Menu
in ,

Pemerintah Kaji Pengenaan Bea Meterai di e-Commerce

Pajak.com, Jakarta – Pemerintah melalui Kementerian Keuangan tengah mengkaji rencana pengenaan bea meterai (e-meterai) di berbagai platform digital, termasuk e-commerce. Adapun bea meterai sebesar Rp 10 ribu akan dibebankan untuk syarat dan ketentuan tertentu (term and condition) dengan transaksi di atas Rp 5 juta. Hal ini sesuai dengan Pasal 3 ayat (2) Undang-Undang Nomor 10 Tahun 2020 tentang Bea Meterai.

Kepala Badan Kebijakan Fiskal (BKF) Febrio Kacaribu menyebut, pengenaan ini dinilai sesuatu yang wajar dan tidak akan mengganggu ekosistem digital, karena ada ketentuan minimum transaksi yang ditetapkan.

“Kan, ada batas minimumnya, harusnya tidak akan berpengaruh. Tapi kalau yang ingin kita lihat formalitasnya, kalau makin besar (belanjanya), ya formalitas juga makin kuat. Ya, wajar dong untuk bayar meterai, enggak apa-apa,” katanya di Kawasan Gedung DPR RI, Senayan, Jakarta, dikutip Pajak.com, Selasa (14/6).

Sementara itu Direktur Penyuluhan, Pelayanan, dan Hubungan Masyarakat DJP Neilmaldrin Noor mengungkapkan, berdasarkan aturan itu disebutkan salah satu objek bea meterai adalah surat perjanjian baik dalam bentuk tulisan tangan, cetakan, maupun elektronik. Ia juga memastikan, bea meterai ini bertujuan untuk menciptakan kesetaraan berusaha alias level of playing field.

Petunjuk —
**A.** Sebutkan semua bentuk surat perjanjian yang menurut berita tentang bea meterai di e-commerce termasuk objek bea meterai.
**B.** Menurut berita tentang bea meterai di e-commerce, transaksi dengan nilai berapa yang akan dikenai bea meterai?

Materi yang Ditampilkan —
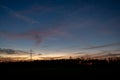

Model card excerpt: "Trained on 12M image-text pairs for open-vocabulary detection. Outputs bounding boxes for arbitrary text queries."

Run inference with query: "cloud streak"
[0,5,39,24]
[0,28,64,44]
[83,42,120,49]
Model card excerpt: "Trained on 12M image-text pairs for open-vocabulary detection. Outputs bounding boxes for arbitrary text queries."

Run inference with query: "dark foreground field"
[0,59,120,80]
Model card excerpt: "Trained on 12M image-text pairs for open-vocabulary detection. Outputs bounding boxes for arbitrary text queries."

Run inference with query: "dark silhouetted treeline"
[0,58,120,80]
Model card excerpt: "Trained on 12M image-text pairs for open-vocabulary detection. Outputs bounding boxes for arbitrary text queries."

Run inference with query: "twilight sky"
[0,0,120,55]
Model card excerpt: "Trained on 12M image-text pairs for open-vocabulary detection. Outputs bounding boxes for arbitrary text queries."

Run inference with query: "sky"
[0,0,120,56]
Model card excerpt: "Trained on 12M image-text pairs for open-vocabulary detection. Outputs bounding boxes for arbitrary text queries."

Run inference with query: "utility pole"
[30,49,33,61]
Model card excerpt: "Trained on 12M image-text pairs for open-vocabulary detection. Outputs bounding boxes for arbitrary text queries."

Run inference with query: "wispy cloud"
[83,42,120,49]
[0,5,39,24]
[0,28,64,44]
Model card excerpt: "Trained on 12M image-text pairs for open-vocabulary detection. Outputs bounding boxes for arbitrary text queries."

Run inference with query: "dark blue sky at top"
[0,0,120,53]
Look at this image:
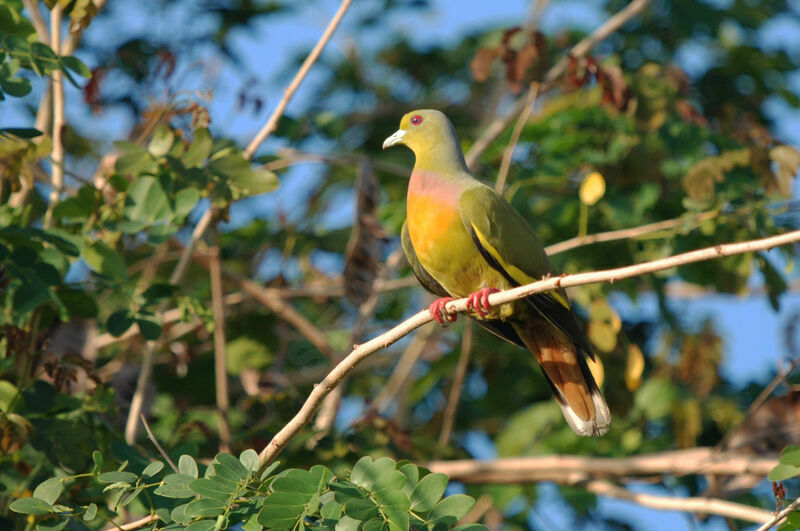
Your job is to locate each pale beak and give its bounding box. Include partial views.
[383,129,408,149]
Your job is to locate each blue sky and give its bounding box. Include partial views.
[6,0,800,530]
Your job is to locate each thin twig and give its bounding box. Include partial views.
[125,207,214,444]
[425,447,778,484]
[369,326,435,413]
[208,246,231,453]
[244,0,352,159]
[715,358,800,450]
[42,3,66,229]
[583,480,769,522]
[439,321,472,446]
[545,210,719,255]
[259,230,800,464]
[22,0,50,46]
[465,0,650,168]
[757,498,800,531]
[494,82,539,195]
[139,415,178,474]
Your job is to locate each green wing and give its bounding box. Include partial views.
[400,223,525,347]
[459,186,593,356]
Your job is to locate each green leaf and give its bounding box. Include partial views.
[767,463,800,481]
[181,127,214,168]
[83,503,97,522]
[33,478,64,505]
[184,520,217,531]
[97,470,136,483]
[411,473,447,512]
[213,453,250,482]
[83,241,128,280]
[0,380,19,413]
[258,491,308,529]
[173,188,200,221]
[147,125,175,158]
[178,454,197,478]
[187,478,236,502]
[343,498,380,521]
[106,310,133,337]
[142,461,164,478]
[153,474,194,500]
[239,448,260,472]
[779,445,800,466]
[135,317,162,341]
[124,176,172,223]
[8,498,53,516]
[186,498,228,518]
[114,142,155,175]
[432,494,475,525]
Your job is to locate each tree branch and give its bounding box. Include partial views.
[208,246,231,452]
[259,230,800,465]
[757,498,800,531]
[494,82,539,195]
[244,0,352,159]
[583,480,770,522]
[42,3,66,229]
[426,448,778,484]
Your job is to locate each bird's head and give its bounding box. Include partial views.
[383,109,455,153]
[383,109,466,169]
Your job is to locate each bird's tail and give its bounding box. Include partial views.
[514,319,611,437]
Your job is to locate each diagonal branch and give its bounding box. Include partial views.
[259,230,800,465]
[244,0,352,159]
[583,480,770,523]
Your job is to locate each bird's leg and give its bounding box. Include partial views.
[428,297,458,326]
[467,288,500,318]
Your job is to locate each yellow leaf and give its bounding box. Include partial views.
[625,344,644,391]
[586,354,606,387]
[578,171,606,206]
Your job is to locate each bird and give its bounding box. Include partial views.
[383,109,611,436]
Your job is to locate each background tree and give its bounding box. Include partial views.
[0,0,800,529]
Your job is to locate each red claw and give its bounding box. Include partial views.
[428,297,458,326]
[467,288,500,318]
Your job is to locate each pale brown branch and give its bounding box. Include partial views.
[208,246,231,452]
[757,498,800,531]
[426,448,778,484]
[22,0,50,45]
[494,83,539,195]
[465,0,650,168]
[370,326,435,413]
[42,3,66,229]
[244,0,352,159]
[582,480,770,522]
[260,230,800,463]
[125,210,214,444]
[439,321,472,446]
[140,415,178,474]
[545,210,719,255]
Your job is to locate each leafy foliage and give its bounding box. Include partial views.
[0,0,800,531]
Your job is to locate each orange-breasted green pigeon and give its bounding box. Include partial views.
[383,109,611,436]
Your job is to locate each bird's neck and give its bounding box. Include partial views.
[414,142,469,176]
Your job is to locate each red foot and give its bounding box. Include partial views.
[428,297,458,326]
[467,288,500,317]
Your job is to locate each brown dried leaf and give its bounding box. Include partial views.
[344,162,386,304]
[469,48,500,83]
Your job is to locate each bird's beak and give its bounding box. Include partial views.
[383,129,408,149]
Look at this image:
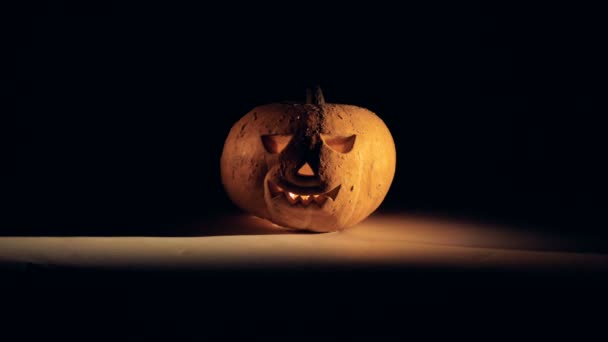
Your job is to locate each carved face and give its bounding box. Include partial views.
[221,100,395,232]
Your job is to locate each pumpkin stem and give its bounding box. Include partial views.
[306,85,325,105]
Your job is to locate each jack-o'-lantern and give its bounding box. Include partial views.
[221,88,396,232]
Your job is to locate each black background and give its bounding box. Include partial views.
[7,3,606,235]
[0,2,607,338]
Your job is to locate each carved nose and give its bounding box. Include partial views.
[298,163,315,177]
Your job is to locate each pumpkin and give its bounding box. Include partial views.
[220,87,396,232]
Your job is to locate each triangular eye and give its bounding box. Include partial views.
[262,134,293,153]
[321,134,357,153]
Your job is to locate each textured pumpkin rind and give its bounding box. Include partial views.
[221,104,396,232]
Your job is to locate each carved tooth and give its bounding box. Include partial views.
[325,185,342,201]
[300,195,313,206]
[314,195,327,207]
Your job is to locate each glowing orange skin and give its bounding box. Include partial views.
[221,104,396,232]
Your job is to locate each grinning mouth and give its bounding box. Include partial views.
[268,181,340,208]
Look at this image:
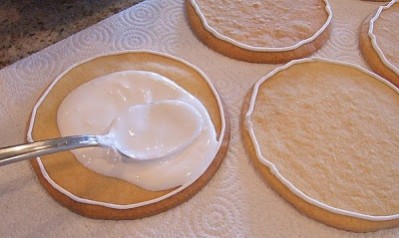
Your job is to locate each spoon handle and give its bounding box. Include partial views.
[0,135,100,166]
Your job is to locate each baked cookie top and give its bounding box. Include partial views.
[191,0,332,51]
[368,0,399,75]
[244,59,399,225]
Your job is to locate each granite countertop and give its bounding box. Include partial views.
[0,0,143,69]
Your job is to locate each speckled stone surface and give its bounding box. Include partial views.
[0,0,143,69]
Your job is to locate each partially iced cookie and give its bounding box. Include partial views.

Jawaban —
**A.** Tulisan tangan, cetakan, dan elektronik.

**B.** Transaksi di atas Rp 5 juta.